Extend the article on the drop in business at Trump-branded properties, beginning after its last sentence.

## Text
──────────────────────────────
Complete control of the news cycle, 24/7 free media coverage, astronomical levels of social media engagement – it’s enough to make any brand manager readjust their pants.
Indeed, conventional wisdom holds that ‘any publicity is good publicity’, but Trump, it turns out, is neither conventional, nor wise.
The Republican nominee’s campaign is in a tailspin but he seems hellbent on crashing it straight into the ground and leaving no survivors.
Instead of apologising, he’s doubled down on each reprehensible thing that’s come out of his mouth – whether that be attacking dead war heroes, boasting about sexual assault or offending the world’s entire Muslim population.
And while that’s invigorated his base (the ‘basket of deplorables’ as Clinton described them), it seems to be having very real repercussions for his businesses.
Analysis from Foursquare found that customer traffic to Trump-branded properties dropped 16.5 per cent in September, compared to the year before.
It’s part of an alarming trend for the real estate mogul, with traffic dropping 7.1 per cent in August, 14 per cent in July and 17 per cent in June.
Travel website Hipmunk also reported that bookings at Trump hotels had halved in 2016, and it seems these empty hotels were humiliatingly on display at last week’s annual World Bank and IMF meetings in Washington.
New York magazine reported that Trump Hotel was a ghost-town for the event, even after offering heavily discounted rooms.
──────────────────────────────
## Given data

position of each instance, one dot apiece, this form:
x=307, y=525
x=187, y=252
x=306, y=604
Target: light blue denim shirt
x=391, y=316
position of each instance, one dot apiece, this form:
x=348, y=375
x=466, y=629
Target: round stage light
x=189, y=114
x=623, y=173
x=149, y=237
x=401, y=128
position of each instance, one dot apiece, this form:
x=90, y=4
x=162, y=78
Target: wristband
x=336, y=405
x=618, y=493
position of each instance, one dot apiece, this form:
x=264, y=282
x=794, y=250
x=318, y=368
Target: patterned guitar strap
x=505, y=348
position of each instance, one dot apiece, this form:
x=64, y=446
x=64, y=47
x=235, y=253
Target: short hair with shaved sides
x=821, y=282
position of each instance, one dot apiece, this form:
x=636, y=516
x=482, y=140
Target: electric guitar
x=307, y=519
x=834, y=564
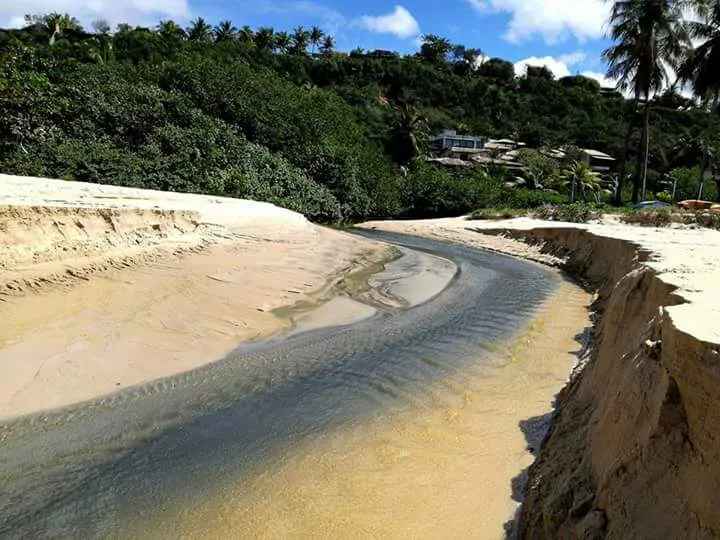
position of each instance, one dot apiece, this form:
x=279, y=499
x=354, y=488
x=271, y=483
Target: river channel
x=270, y=442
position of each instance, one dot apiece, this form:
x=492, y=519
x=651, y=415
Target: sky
x=567, y=36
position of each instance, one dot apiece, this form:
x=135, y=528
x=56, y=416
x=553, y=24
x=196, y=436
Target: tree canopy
x=282, y=116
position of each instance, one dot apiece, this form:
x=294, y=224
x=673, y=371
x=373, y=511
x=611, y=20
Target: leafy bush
x=497, y=213
x=436, y=192
x=571, y=213
x=664, y=196
x=648, y=218
x=708, y=220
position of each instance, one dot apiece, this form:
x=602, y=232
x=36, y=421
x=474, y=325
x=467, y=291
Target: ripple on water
x=264, y=415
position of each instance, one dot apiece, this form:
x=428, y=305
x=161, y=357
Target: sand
x=102, y=287
x=442, y=470
x=633, y=449
x=686, y=257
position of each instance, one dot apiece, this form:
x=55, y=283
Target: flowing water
x=365, y=430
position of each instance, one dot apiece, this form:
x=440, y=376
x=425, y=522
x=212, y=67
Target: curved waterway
x=302, y=436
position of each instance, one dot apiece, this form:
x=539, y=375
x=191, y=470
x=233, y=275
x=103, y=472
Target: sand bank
x=448, y=469
x=104, y=287
x=633, y=450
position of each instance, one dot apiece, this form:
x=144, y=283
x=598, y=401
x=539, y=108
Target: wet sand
x=440, y=470
x=103, y=288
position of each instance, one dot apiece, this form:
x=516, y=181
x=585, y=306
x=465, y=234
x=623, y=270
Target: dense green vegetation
x=281, y=117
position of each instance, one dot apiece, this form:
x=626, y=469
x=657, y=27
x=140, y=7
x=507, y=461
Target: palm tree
x=301, y=40
x=579, y=176
x=264, y=39
x=99, y=49
x=246, y=35
x=316, y=36
x=225, y=31
x=408, y=134
x=56, y=24
x=170, y=30
x=283, y=42
x=101, y=26
x=700, y=65
x=200, y=31
x=328, y=45
x=650, y=37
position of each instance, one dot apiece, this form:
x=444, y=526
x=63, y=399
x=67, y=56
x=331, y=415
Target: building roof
x=450, y=162
x=598, y=155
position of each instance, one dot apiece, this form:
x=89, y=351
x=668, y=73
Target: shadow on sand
x=535, y=430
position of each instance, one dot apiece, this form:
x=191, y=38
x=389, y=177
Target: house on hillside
x=504, y=145
x=452, y=145
x=599, y=162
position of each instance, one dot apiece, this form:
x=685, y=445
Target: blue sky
x=565, y=35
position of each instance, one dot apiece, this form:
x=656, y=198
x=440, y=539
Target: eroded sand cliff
x=634, y=450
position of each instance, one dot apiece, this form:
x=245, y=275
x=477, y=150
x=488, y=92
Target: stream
x=279, y=416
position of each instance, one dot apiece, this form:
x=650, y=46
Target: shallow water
x=142, y=462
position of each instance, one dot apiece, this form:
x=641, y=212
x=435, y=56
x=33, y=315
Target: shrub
x=497, y=213
x=571, y=213
x=648, y=218
x=709, y=220
x=664, y=196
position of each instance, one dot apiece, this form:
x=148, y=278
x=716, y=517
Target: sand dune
x=103, y=287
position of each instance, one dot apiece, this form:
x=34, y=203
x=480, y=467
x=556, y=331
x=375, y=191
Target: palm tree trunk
x=639, y=159
x=703, y=170
x=646, y=127
x=623, y=159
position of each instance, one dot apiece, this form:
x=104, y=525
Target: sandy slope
x=633, y=451
x=104, y=287
x=687, y=258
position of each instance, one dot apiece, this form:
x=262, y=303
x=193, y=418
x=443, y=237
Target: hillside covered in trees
x=282, y=117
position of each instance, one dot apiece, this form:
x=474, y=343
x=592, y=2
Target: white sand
x=687, y=258
x=104, y=287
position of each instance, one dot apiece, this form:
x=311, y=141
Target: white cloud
x=553, y=20
x=556, y=65
x=572, y=59
x=330, y=20
x=599, y=77
x=144, y=12
x=400, y=23
x=561, y=65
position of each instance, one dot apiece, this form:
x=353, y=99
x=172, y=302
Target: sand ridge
x=103, y=287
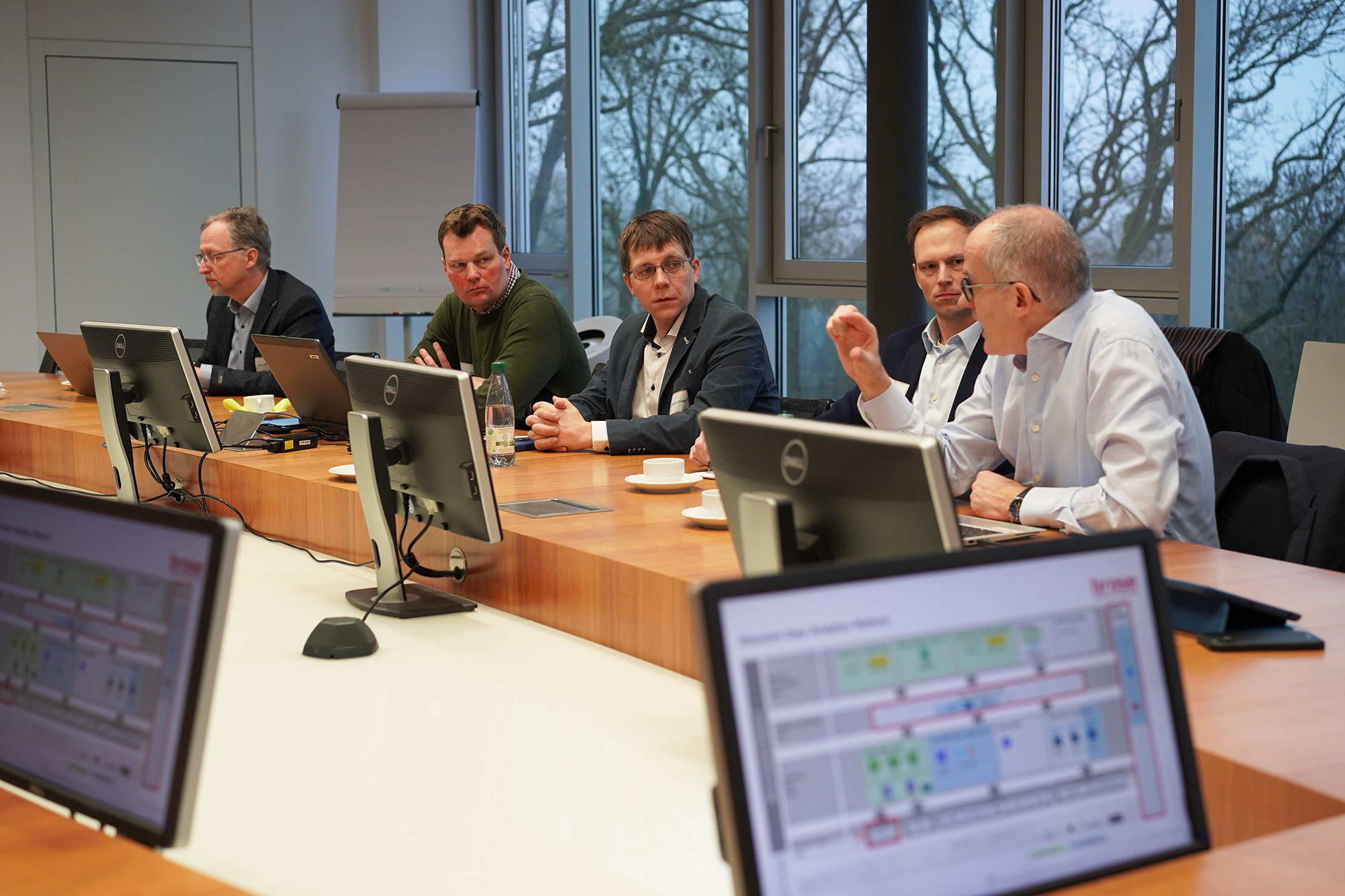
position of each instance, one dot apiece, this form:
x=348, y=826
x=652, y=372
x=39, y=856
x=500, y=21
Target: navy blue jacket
x=903, y=356
x=288, y=308
x=720, y=359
──────────────────────────────
## Result below
“For a five-star hotel in downtown Washington to have vacancies during major IMF Meetings is a little like having empty rooms when the Super Bowl is in town,” Celarier wrote.
His brand has become so toxic in fact, that the Trump organisation has done the unthinkable and dropped the ‘Trump’ name from his latest venture.
Instead, the newest line of hotels will be rebranded: ‘Scion’.
In 12 short months, Trump has single-handedly destroyed his brand – one that used to be synonymous with prestige, status and esteem.
Maybe if Trump sold pick-up trucks or American flag bikinis or long, white hoods then his business would be booming.
But he operates luxury hotels, and it’s hard to do that with the requisite gravitas when you’ve turned yourself into the world’s most punchable human and a human punch-line.
The cruel irony for Trump is that the ‘any publicity is good publicity’ strategy is what got him the Republican nomination.
Every outrageous statement meant another 48 hours of free media coverage, and the myth of the rabble-rousing, straight-talking maverick continued to grow.
But bubbles, as they are prone to do, burst – and now every word he utters is another nail in his political coffin and a dagger to the heart of his brand.